■ **PROBLEM TO WORK ON**
Go through the entries below and return every line that contains "kind".

Stored items:
☆ ☆ ☆ ☆ ☆ ☆ ☆
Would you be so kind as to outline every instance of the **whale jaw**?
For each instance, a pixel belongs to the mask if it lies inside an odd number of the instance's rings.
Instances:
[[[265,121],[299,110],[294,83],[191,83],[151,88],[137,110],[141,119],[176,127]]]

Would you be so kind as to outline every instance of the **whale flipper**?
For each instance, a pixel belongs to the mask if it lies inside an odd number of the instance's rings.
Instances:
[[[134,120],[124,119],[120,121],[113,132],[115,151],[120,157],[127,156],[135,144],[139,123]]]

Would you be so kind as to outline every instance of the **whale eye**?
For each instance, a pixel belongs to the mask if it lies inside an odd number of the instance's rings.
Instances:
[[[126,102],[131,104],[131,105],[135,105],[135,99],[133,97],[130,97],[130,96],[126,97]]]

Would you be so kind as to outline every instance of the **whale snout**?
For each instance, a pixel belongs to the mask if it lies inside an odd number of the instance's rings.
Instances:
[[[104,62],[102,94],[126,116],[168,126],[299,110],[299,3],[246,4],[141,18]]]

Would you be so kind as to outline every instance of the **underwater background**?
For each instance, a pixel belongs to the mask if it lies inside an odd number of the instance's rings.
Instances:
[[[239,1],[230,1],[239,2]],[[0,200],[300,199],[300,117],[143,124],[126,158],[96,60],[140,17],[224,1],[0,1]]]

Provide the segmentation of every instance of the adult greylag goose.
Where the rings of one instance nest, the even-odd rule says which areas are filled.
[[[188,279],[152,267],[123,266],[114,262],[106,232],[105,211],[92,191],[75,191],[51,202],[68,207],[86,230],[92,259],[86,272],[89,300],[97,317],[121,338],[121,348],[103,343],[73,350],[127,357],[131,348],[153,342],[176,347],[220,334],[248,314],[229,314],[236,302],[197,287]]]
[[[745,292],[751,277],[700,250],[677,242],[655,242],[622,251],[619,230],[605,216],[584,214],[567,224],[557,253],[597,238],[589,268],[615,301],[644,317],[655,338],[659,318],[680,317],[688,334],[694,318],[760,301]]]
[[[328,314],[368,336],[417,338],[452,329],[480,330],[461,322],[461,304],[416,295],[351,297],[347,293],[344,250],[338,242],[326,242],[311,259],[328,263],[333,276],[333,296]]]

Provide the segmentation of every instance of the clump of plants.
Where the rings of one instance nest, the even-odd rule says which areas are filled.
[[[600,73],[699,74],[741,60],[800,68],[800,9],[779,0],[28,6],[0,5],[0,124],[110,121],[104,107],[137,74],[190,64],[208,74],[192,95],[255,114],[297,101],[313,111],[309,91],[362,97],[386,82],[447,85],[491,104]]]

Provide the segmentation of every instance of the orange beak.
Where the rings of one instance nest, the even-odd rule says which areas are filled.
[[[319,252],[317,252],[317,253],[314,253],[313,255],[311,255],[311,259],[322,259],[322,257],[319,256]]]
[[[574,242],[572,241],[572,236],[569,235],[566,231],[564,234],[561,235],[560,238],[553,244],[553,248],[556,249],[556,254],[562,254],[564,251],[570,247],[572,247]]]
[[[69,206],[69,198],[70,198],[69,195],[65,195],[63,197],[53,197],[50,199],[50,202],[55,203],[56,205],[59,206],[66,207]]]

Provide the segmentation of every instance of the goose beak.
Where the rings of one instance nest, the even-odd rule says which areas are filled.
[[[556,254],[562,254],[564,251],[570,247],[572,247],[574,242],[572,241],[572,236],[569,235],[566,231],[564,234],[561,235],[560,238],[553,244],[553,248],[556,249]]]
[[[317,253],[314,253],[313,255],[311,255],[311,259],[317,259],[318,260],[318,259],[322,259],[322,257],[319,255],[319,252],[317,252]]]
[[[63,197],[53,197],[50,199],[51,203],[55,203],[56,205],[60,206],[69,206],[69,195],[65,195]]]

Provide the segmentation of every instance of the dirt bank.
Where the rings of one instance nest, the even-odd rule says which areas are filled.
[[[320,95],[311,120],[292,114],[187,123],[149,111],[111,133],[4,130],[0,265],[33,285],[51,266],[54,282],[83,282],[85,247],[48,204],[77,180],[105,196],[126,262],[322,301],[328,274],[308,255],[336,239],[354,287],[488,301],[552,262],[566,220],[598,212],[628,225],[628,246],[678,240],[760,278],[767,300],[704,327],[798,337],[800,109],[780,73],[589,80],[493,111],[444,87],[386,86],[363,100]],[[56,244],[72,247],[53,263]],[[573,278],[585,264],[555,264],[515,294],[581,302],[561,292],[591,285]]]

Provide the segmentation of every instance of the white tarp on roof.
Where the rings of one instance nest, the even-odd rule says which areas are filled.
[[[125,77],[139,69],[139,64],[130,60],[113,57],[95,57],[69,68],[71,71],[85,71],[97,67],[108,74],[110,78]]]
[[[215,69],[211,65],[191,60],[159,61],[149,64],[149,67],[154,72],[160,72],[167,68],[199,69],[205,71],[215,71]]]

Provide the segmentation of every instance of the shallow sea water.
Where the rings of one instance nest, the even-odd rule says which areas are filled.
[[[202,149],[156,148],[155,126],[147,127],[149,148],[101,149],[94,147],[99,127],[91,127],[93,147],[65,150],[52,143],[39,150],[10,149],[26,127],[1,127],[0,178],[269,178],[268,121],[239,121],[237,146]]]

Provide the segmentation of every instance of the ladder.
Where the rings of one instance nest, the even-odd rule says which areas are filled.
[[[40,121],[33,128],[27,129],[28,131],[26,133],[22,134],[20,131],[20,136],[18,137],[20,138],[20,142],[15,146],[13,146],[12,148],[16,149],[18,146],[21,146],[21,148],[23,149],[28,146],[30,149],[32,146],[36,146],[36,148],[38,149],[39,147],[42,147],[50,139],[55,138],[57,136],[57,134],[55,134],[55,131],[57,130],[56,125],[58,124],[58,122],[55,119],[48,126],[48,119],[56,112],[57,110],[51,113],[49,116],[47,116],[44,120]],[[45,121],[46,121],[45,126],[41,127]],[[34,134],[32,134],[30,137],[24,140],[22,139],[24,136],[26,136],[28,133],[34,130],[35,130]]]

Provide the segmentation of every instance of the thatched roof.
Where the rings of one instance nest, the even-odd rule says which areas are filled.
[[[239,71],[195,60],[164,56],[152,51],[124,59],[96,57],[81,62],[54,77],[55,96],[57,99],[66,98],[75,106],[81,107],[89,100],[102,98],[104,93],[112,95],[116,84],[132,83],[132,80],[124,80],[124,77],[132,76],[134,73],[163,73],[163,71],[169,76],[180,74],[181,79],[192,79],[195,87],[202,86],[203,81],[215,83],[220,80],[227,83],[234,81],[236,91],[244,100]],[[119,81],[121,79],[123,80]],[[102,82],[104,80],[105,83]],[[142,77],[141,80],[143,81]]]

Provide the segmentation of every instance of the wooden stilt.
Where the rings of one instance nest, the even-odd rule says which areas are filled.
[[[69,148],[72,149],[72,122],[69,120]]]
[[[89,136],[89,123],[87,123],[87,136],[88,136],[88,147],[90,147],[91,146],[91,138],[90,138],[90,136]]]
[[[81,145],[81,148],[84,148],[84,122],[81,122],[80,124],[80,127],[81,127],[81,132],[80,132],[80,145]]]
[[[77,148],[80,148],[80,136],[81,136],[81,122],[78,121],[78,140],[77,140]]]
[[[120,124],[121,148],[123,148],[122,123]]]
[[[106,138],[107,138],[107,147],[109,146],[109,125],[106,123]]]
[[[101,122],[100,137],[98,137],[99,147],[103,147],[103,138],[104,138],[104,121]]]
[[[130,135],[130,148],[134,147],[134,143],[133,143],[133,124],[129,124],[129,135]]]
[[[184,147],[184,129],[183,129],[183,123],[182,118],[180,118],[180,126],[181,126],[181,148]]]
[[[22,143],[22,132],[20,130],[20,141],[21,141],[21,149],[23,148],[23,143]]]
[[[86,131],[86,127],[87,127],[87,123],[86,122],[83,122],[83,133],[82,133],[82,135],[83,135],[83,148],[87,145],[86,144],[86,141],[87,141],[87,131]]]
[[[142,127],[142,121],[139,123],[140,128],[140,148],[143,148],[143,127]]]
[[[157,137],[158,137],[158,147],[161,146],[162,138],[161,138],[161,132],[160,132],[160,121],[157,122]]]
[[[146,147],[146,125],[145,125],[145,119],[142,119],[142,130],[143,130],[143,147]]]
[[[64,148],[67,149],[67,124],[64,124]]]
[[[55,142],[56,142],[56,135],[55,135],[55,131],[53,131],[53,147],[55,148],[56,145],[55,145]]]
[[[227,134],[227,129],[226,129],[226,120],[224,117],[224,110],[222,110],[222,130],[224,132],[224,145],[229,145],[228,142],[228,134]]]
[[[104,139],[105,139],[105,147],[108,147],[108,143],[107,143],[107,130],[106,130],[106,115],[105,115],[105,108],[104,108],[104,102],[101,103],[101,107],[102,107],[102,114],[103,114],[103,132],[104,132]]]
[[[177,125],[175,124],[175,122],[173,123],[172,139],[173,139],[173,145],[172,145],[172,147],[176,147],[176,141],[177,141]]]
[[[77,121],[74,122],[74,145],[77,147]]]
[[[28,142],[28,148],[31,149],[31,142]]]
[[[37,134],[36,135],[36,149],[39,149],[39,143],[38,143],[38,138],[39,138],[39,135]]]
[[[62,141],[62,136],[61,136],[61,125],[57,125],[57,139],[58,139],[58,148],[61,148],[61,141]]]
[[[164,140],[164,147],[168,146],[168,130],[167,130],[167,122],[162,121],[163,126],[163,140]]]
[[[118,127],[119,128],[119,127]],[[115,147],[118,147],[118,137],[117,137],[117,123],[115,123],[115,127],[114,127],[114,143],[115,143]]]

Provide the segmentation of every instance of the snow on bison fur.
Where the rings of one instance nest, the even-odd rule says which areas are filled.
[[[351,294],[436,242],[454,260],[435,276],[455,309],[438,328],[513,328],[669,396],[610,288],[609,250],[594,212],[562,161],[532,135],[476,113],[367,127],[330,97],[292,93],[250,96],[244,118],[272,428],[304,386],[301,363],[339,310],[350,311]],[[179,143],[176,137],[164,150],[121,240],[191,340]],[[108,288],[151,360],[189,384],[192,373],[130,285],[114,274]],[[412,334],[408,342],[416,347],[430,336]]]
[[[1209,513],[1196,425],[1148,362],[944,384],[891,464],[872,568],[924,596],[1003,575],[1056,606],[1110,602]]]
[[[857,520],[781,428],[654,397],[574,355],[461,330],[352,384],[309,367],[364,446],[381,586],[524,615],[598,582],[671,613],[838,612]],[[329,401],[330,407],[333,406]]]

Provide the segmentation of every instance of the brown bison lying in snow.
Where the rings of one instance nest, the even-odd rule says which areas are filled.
☆ ☆ ☆ ☆ ☆ ☆ ☆
■ **ANSWER TO THE PROBLEM**
Would you be so kind as to outline every instance of the **whale jaw**?
Would you be so kind as to outline every instance of the **whale flipper**?
Would you be so kind as to outline every instance of the **whale eye**?
Would you be so kind as to outline every instance of the **whale snout**?
Would you be so kind as to outline every instance of the **underwater background**?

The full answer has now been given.